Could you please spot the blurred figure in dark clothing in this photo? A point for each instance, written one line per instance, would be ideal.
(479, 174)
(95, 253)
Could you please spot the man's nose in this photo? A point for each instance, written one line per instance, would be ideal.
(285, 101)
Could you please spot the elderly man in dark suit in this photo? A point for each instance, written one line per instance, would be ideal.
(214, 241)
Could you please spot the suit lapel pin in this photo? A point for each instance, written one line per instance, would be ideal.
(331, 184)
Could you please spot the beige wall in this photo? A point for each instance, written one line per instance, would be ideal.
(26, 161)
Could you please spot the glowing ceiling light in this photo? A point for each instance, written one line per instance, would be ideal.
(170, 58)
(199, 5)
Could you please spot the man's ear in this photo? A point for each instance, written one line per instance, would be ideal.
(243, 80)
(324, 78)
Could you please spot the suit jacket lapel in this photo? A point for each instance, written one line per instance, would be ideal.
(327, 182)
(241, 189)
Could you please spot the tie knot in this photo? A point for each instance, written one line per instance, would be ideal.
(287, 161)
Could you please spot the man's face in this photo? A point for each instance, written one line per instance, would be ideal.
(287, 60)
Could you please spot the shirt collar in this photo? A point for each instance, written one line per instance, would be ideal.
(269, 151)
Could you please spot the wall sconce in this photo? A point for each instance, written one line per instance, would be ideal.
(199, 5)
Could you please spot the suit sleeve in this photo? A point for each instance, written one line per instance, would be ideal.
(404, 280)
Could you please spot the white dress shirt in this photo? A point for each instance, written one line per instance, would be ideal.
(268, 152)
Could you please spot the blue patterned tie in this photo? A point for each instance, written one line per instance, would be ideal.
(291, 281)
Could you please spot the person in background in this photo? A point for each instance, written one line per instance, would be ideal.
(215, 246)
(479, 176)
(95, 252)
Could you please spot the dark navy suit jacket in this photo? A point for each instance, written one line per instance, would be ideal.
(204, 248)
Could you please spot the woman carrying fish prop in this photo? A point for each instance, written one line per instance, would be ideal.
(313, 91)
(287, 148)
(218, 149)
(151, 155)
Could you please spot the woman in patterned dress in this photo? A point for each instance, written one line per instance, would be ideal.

- DIRECTION: Copy, character for character, the lines from the line that holds "Could you please spot the dark" through the final line of the records above.

- THE RESULT:
Could you please spot the dark navy suit jacket in this photo? A point for each instance, written one line per instance, would be ideal.
(204, 248)
Could you please spot the woman carrying fish prop in this photo? A point for each instance, written one line per instance, would be ideal.
(313, 91)
(287, 148)
(218, 149)
(151, 155)
Could you please spot the woman in patterned dress in this photo? A point for each instance, written one line per instance, would be ideal.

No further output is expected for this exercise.